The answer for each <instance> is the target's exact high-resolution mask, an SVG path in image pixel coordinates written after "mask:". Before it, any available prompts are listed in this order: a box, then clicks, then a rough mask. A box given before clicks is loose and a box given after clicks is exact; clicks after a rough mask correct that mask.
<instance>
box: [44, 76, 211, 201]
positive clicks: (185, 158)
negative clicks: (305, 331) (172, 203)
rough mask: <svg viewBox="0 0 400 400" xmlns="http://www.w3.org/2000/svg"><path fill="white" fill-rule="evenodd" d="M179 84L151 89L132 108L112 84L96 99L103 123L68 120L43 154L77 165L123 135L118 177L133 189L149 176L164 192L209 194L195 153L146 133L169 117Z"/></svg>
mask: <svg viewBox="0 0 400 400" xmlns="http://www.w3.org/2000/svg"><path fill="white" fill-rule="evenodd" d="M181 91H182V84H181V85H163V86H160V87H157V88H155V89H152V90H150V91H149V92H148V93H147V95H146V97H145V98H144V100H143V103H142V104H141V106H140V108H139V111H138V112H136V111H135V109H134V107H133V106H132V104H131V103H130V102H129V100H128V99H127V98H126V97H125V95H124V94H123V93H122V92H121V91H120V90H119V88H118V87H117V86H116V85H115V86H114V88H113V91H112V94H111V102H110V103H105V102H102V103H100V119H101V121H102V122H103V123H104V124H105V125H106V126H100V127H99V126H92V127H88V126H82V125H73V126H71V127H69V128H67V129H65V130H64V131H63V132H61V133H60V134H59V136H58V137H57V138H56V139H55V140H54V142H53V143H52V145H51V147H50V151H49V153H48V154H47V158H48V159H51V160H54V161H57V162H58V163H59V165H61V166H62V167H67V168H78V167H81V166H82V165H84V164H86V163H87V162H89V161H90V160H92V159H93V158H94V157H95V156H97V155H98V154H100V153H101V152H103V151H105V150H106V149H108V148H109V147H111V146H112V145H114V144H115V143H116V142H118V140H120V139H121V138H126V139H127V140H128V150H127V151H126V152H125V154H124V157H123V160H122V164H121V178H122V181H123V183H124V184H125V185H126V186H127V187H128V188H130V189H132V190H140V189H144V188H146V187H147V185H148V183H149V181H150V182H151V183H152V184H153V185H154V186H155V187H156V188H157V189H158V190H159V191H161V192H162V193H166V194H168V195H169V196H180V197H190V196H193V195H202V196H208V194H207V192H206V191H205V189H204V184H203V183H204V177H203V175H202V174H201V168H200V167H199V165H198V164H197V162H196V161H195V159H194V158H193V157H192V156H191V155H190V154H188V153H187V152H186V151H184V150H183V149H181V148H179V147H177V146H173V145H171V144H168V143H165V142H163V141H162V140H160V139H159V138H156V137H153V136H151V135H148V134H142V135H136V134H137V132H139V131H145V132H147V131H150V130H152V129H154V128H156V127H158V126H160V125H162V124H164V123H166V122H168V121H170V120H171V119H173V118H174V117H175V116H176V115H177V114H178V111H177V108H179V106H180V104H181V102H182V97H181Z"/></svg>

● Directions
Word for word, retype each record.

● Result of this task
The answer for each <instance> is the target's exact high-resolution mask, an SVG path in image pixel coordinates written after "mask:". Before it, any available prompts are listed in this order: a box, then clicks, then a rough mask. A box given before clicks is loose and a box given after clicks is exact; clicks after a rough mask correct that mask.
<instance>
box: [44, 76, 211, 201]
positive clicks: (185, 158)
negative clicks: (305, 331) (172, 203)
rough mask: <svg viewBox="0 0 400 400" xmlns="http://www.w3.org/2000/svg"><path fill="white" fill-rule="evenodd" d="M179 84L151 89L132 108L112 84L96 99L103 123L68 120L43 154L77 165L123 135L118 177L133 189L149 176L164 192L209 194L195 153L146 133L169 117Z"/></svg>
mask: <svg viewBox="0 0 400 400" xmlns="http://www.w3.org/2000/svg"><path fill="white" fill-rule="evenodd" d="M181 91H182V84H181V85H163V86H160V87H157V88H155V89H152V90H150V91H149V92H148V93H147V95H146V97H145V98H144V100H143V103H142V104H141V106H140V108H139V111H138V112H136V111H135V109H134V107H133V106H132V104H131V103H130V102H129V100H128V99H127V98H126V97H125V95H124V94H123V93H122V92H121V91H120V90H119V88H118V87H117V86H116V85H115V86H114V88H113V91H112V94H111V102H110V103H105V102H102V103H100V119H101V121H102V122H103V123H104V124H105V125H106V126H100V127H99V126H92V127H88V126H82V125H73V126H71V127H69V128H67V129H65V130H64V131H63V132H61V133H60V134H59V136H58V137H57V138H56V139H55V140H54V142H53V143H52V145H51V147H50V151H49V153H48V154H47V158H48V159H51V160H54V161H57V162H58V163H59V165H61V166H62V167H67V168H78V167H81V166H82V165H84V164H86V163H87V162H89V161H90V160H92V159H93V158H94V157H95V156H97V155H98V154H100V153H101V152H103V151H105V150H106V149H108V148H109V147H111V146H112V145H114V144H115V143H116V142H118V140H120V139H121V138H126V139H127V140H128V150H127V151H126V152H125V154H124V157H123V160H122V164H121V178H122V181H123V183H124V184H125V185H126V186H127V187H128V188H130V189H132V190H140V189H144V188H146V187H147V185H148V183H149V181H150V182H151V183H152V184H153V185H154V186H155V187H156V188H157V189H158V190H159V191H161V192H162V193H166V194H168V195H169V196H180V197H190V196H193V195H202V196H208V194H207V192H206V191H205V189H204V184H203V183H204V177H203V175H202V174H201V168H200V167H199V165H198V164H197V162H196V161H195V159H194V158H193V157H192V156H191V155H190V154H188V153H187V152H186V151H184V150H183V149H181V148H179V147H177V146H173V145H171V144H168V143H165V142H163V141H162V140H160V139H159V138H156V137H153V136H151V135H148V134H142V135H136V134H137V132H139V131H145V132H147V131H150V130H152V129H154V128H156V127H158V126H160V125H162V124H164V123H166V122H168V121H170V120H171V119H173V118H174V117H175V116H176V115H177V114H178V111H177V108H179V106H180V104H181V102H182V97H181Z"/></svg>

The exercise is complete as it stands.